### TASK:
Type out the full set of entries again, unchanged.

Top of STORED DATA

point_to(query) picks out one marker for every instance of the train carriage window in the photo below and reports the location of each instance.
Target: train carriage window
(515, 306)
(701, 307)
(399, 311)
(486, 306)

Bottom of STORED DATA

### ANSWER SECTION:
point_to(query) picks out one marker for every instance of the train carriage window in the photo below and reports the location of each instance.
Target: train carriage window
(515, 306)
(701, 307)
(399, 311)
(486, 306)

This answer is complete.